[Region outline entries]
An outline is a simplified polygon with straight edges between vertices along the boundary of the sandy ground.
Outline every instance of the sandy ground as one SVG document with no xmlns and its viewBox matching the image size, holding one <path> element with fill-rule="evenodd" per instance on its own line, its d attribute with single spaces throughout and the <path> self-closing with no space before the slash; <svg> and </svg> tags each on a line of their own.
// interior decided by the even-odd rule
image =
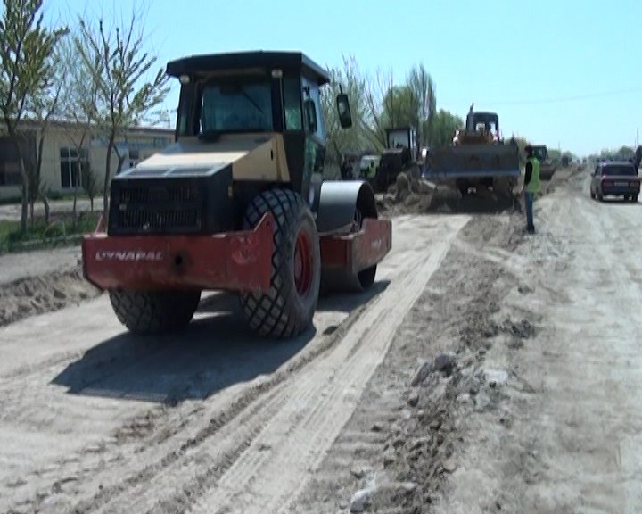
<svg viewBox="0 0 642 514">
<path fill-rule="evenodd" d="M 73 209 L 73 201 L 69 200 L 58 200 L 52 201 L 49 203 L 50 212 L 64 213 L 71 212 Z M 90 210 L 91 203 L 89 200 L 78 200 L 77 202 L 76 209 L 78 212 L 86 212 Z M 99 196 L 94 199 L 94 210 L 99 211 L 103 209 L 103 197 Z M 21 219 L 21 206 L 20 203 L 12 203 L 9 205 L 0 205 L 0 221 L 20 221 Z M 45 208 L 43 207 L 42 202 L 34 204 L 34 214 L 36 216 L 44 216 Z"/>
<path fill-rule="evenodd" d="M 467 220 L 397 219 L 374 290 L 324 300 L 316 333 L 287 343 L 257 341 L 225 295 L 173 338 L 123 333 L 104 296 L 1 328 L 0 511 L 174 512 L 250 484 L 242 511 L 280 505 Z"/>
<path fill-rule="evenodd" d="M 80 257 L 79 247 L 0 255 L 0 327 L 98 296 Z"/>
<path fill-rule="evenodd" d="M 588 197 L 588 172 L 538 203 L 539 234 L 503 266 L 503 302 L 536 327 L 498 339 L 506 374 L 463 432 L 460 468 L 437 511 L 642 510 L 639 204 Z"/>
<path fill-rule="evenodd" d="M 254 338 L 214 294 L 134 337 L 104 296 L 0 328 L 0 512 L 639 512 L 639 205 L 559 173 L 539 234 L 394 218 L 373 291 Z"/>
</svg>

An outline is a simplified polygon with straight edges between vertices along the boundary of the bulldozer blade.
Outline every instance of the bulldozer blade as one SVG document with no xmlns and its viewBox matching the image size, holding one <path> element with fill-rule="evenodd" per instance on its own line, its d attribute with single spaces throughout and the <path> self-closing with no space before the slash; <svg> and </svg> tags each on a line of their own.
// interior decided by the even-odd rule
<svg viewBox="0 0 642 514">
<path fill-rule="evenodd" d="M 516 147 L 469 145 L 436 148 L 427 162 L 427 178 L 465 178 L 514 177 L 522 174 Z"/>
</svg>

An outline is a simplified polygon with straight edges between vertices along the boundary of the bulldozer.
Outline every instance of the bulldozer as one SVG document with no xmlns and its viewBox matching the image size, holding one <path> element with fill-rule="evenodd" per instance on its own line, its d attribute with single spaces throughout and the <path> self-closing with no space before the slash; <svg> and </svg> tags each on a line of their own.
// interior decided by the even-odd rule
<svg viewBox="0 0 642 514">
<path fill-rule="evenodd" d="M 321 289 L 362 292 L 392 245 L 363 180 L 323 180 L 319 90 L 301 52 L 171 61 L 180 83 L 175 142 L 114 177 L 107 212 L 82 241 L 85 278 L 136 334 L 184 329 L 203 291 L 240 299 L 268 338 L 313 324 Z M 348 96 L 336 108 L 352 125 Z"/>
<path fill-rule="evenodd" d="M 387 191 L 399 173 L 407 171 L 416 164 L 417 148 L 417 133 L 414 127 L 386 128 L 386 147 L 382 152 L 374 181 L 377 192 Z"/>
<path fill-rule="evenodd" d="M 483 188 L 498 199 L 513 201 L 522 175 L 517 145 L 505 144 L 496 112 L 475 112 L 473 107 L 450 146 L 431 149 L 424 176 L 435 184 L 456 187 L 462 196 Z"/>
<path fill-rule="evenodd" d="M 539 178 L 542 180 L 550 180 L 555 175 L 556 166 L 548 157 L 548 148 L 546 145 L 532 145 L 533 155 L 539 161 Z"/>
</svg>

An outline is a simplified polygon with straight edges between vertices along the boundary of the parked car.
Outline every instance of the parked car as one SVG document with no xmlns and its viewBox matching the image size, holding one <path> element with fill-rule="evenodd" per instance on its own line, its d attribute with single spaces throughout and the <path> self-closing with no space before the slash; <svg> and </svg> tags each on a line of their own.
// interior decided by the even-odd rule
<svg viewBox="0 0 642 514">
<path fill-rule="evenodd" d="M 640 178 L 638 170 L 627 161 L 609 161 L 598 164 L 591 174 L 590 195 L 602 202 L 605 196 L 623 196 L 638 202 Z"/>
</svg>

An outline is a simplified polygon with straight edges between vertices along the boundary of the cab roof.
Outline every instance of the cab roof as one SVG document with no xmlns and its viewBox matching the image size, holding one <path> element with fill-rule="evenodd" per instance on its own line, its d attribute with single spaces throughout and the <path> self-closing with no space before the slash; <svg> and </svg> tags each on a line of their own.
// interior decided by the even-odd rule
<svg viewBox="0 0 642 514">
<path fill-rule="evenodd" d="M 264 68 L 269 72 L 275 68 L 296 70 L 310 76 L 319 86 L 328 84 L 328 72 L 302 52 L 230 52 L 189 55 L 168 62 L 166 72 L 172 77 L 192 75 L 212 70 L 241 70 Z"/>
</svg>

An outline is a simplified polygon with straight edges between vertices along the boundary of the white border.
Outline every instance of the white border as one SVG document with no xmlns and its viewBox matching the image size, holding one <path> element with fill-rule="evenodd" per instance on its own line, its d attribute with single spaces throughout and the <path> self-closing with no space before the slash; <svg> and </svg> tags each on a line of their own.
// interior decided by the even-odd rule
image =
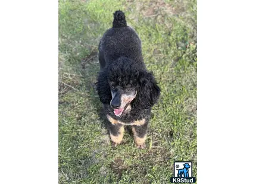
<svg viewBox="0 0 256 184">
<path fill-rule="evenodd" d="M 198 2 L 198 183 L 253 182 L 242 170 L 256 163 L 255 7 Z"/>
<path fill-rule="evenodd" d="M 0 3 L 2 183 L 58 183 L 58 1 Z"/>
</svg>

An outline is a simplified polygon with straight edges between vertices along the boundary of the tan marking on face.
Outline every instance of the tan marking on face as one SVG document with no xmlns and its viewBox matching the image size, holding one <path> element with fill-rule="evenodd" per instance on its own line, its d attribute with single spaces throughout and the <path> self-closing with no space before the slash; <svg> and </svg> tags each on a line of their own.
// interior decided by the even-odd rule
<svg viewBox="0 0 256 184">
<path fill-rule="evenodd" d="M 135 128 L 134 127 L 132 128 L 132 131 L 133 132 L 133 138 L 134 141 L 137 145 L 137 146 L 141 145 L 145 143 L 146 139 L 146 134 L 142 138 L 138 137 L 137 133 L 136 132 Z"/>
<path fill-rule="evenodd" d="M 145 118 L 143 118 L 142 120 L 138 120 L 135 121 L 132 125 L 141 126 L 141 125 L 144 125 L 145 122 L 146 122 L 146 120 L 145 119 Z"/>
<path fill-rule="evenodd" d="M 116 144 L 120 144 L 123 139 L 123 137 L 124 137 L 124 128 L 123 126 L 120 127 L 118 135 L 117 136 L 113 135 L 111 134 L 111 132 L 110 132 L 110 138 L 111 139 L 111 141 Z"/>
<path fill-rule="evenodd" d="M 133 95 L 123 94 L 121 96 L 121 108 L 124 107 L 127 103 L 130 103 L 133 100 L 136 95 L 137 92 L 136 92 Z"/>
</svg>

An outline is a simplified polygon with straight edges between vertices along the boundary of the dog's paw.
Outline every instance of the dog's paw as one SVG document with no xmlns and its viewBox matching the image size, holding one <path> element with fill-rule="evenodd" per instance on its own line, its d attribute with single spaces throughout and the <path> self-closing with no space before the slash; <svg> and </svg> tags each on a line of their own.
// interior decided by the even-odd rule
<svg viewBox="0 0 256 184">
<path fill-rule="evenodd" d="M 145 149 L 146 148 L 146 144 L 145 143 L 142 144 L 140 144 L 140 145 L 136 145 L 137 148 L 138 148 L 139 149 Z"/>
<path fill-rule="evenodd" d="M 114 142 L 111 142 L 111 145 L 113 148 L 115 148 L 120 143 L 115 143 Z"/>
</svg>

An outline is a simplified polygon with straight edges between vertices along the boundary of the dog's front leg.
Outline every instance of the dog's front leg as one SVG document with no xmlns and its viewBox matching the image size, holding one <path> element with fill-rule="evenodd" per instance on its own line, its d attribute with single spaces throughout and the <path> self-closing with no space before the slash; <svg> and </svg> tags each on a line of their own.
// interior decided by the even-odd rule
<svg viewBox="0 0 256 184">
<path fill-rule="evenodd" d="M 139 123 L 135 123 L 138 125 L 133 125 L 132 127 L 135 142 L 139 148 L 145 148 L 146 145 L 145 142 L 146 139 L 146 131 L 148 130 L 148 123 L 145 123 L 145 119 L 141 121 L 141 125 Z"/>
<path fill-rule="evenodd" d="M 107 118 L 110 122 L 108 125 L 108 129 L 110 131 L 110 138 L 113 142 L 112 145 L 114 147 L 116 147 L 121 143 L 124 137 L 124 126 L 109 115 L 107 115 Z"/>
</svg>

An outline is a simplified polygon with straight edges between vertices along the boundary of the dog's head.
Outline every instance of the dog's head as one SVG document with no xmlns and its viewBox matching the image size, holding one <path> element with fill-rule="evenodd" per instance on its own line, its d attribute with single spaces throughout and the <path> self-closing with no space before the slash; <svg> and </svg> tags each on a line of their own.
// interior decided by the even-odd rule
<svg viewBox="0 0 256 184">
<path fill-rule="evenodd" d="M 157 103 L 160 89 L 151 72 L 126 57 L 114 61 L 99 75 L 98 94 L 120 116 L 126 109 L 148 109 Z"/>
<path fill-rule="evenodd" d="M 189 169 L 191 167 L 191 166 L 189 166 L 189 164 L 184 164 L 183 166 L 184 166 L 184 167 L 186 169 Z"/>
</svg>

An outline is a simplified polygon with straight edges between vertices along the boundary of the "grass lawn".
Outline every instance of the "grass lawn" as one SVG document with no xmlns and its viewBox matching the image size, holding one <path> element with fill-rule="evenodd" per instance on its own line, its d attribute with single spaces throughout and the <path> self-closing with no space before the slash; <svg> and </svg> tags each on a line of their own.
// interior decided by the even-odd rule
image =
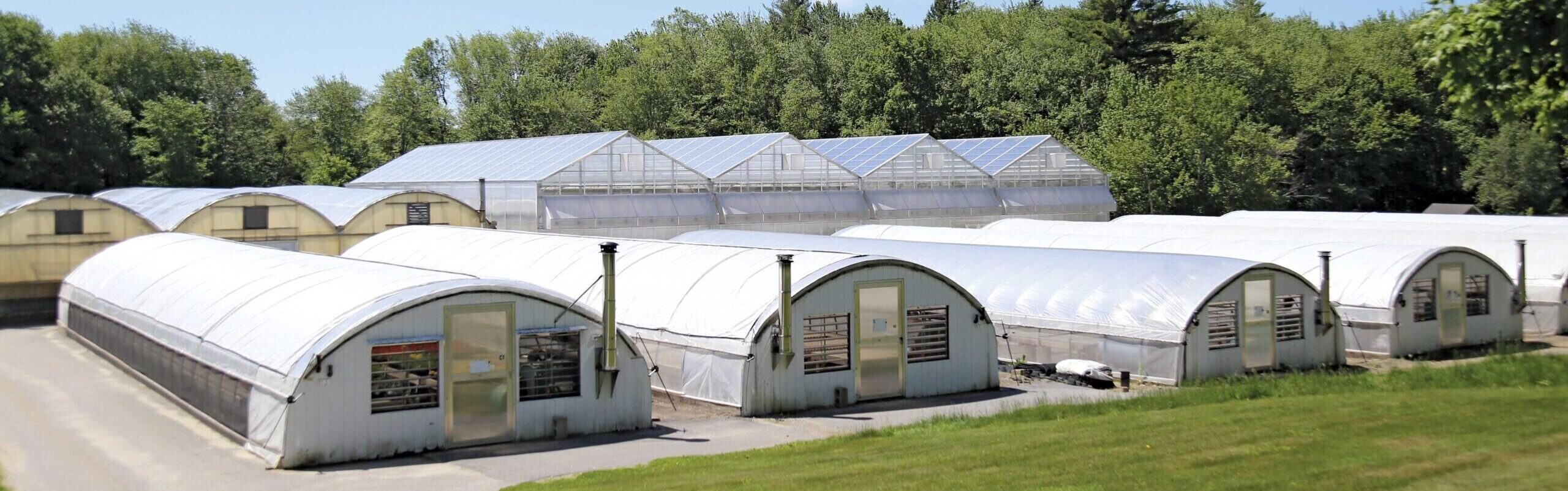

• GIVEN REQUEST
Recast the entries above, from their start through the line containing "80 257 L 79", as a JSON list of strings with one string per line and blank lines omitted. Leave the pictures out.

• OUTPUT BELOW
[
  "An outline is a simplified polygon with straight edges between vertices along the boundary of the sandy ground.",
  "Outline every instance of the sandy ground as one SVG document with no xmlns and its viewBox matching the image size, holding one <path> element with fill-rule=\"evenodd\" per instance on its own line, its d attribute with single spaces throughout and the <path> self-closing with no space before the slash; <svg> and </svg> tags each on a line of their own.",
  "// interior decided by the even-odd rule",
  "image =",
  "<svg viewBox=\"0 0 642 514\">",
  "<path fill-rule=\"evenodd\" d=\"M 73 209 L 73 201 L 69 200 L 58 200 L 52 201 L 49 203 L 50 212 L 64 213 L 71 212 Z M 90 210 L 91 203 L 89 200 L 78 200 L 77 202 L 76 209 L 78 212 L 86 212 Z M 99 196 L 94 199 L 94 210 L 99 211 L 103 209 L 103 197 Z M 21 219 L 21 206 L 20 203 L 12 203 L 9 205 L 0 205 L 0 221 L 20 221 Z M 45 208 L 43 207 L 42 202 L 34 204 L 34 214 L 36 216 L 44 216 Z\"/>",
  "<path fill-rule=\"evenodd\" d=\"M 467 220 L 397 219 L 374 290 L 324 300 L 316 333 L 287 343 L 257 341 L 225 295 L 173 338 L 123 333 L 104 296 L 1 328 L 0 511 L 174 512 L 250 484 L 242 511 L 280 505 Z\"/>",
  "<path fill-rule=\"evenodd\" d=\"M 80 257 L 79 247 L 0 255 L 0 327 L 98 296 Z\"/>"
]